(Saved entries)
____________________

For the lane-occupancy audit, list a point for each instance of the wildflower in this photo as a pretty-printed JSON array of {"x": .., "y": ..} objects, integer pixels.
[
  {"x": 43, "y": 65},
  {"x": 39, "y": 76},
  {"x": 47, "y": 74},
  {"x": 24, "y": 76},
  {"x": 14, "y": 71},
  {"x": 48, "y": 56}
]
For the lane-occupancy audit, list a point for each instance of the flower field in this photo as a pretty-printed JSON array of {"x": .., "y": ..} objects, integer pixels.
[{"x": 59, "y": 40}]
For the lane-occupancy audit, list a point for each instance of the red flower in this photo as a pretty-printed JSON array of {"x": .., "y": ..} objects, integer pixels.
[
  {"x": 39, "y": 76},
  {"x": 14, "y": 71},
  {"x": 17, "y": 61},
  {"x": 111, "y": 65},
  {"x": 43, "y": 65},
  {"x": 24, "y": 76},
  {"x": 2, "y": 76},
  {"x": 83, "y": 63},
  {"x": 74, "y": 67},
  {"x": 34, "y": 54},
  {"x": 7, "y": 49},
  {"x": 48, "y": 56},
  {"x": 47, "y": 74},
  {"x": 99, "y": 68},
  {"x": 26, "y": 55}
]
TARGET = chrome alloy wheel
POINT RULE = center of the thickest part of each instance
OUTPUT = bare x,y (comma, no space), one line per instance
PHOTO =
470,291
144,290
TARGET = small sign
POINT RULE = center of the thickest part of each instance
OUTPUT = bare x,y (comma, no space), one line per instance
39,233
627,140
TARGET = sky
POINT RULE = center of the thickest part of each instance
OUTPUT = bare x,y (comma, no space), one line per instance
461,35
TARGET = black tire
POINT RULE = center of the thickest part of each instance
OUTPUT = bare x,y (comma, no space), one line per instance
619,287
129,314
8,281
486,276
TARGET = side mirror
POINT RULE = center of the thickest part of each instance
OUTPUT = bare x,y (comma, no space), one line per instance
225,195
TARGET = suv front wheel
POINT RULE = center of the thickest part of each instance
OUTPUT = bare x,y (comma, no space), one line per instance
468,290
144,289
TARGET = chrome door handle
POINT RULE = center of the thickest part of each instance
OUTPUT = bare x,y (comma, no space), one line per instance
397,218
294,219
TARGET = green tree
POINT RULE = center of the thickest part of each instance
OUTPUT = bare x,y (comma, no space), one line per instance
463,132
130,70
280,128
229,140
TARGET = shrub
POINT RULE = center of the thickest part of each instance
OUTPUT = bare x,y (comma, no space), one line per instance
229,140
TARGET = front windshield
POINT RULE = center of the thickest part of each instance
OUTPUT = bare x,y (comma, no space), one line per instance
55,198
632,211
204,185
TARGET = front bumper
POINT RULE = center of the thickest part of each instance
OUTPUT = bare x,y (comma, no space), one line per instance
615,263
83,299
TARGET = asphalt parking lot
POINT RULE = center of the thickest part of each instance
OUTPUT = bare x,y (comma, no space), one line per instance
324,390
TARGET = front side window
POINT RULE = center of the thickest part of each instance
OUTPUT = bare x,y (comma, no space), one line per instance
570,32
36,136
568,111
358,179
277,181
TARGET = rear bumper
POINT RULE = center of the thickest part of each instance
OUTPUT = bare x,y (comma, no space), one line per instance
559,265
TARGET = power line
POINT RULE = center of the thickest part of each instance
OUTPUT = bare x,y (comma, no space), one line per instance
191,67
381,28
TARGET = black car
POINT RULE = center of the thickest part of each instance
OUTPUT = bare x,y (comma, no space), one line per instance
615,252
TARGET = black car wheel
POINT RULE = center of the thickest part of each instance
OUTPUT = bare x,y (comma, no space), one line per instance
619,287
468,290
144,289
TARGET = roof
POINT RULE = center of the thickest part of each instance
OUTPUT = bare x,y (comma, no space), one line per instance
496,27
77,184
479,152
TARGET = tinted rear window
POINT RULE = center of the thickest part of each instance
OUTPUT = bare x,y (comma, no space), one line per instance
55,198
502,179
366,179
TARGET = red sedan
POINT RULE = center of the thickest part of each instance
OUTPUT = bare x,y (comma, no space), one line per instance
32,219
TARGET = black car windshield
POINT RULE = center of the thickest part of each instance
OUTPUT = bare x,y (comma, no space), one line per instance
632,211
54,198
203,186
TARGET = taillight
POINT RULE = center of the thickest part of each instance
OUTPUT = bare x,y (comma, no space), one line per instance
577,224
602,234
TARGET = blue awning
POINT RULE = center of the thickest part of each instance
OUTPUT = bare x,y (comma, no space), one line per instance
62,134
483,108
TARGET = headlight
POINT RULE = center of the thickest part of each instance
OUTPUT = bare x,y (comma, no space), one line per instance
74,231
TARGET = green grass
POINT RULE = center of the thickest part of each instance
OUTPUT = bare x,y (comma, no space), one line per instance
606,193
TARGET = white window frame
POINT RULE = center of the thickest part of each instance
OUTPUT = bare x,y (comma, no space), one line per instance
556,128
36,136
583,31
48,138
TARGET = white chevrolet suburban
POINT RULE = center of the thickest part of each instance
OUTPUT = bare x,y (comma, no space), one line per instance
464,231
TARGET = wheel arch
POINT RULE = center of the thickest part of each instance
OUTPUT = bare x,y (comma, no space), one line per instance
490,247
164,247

____________________

__What needs to be done__. Find the lines above that contain the word "green" and copy each one.

__Task output__.
TARGET = green tree
TARGET = green grass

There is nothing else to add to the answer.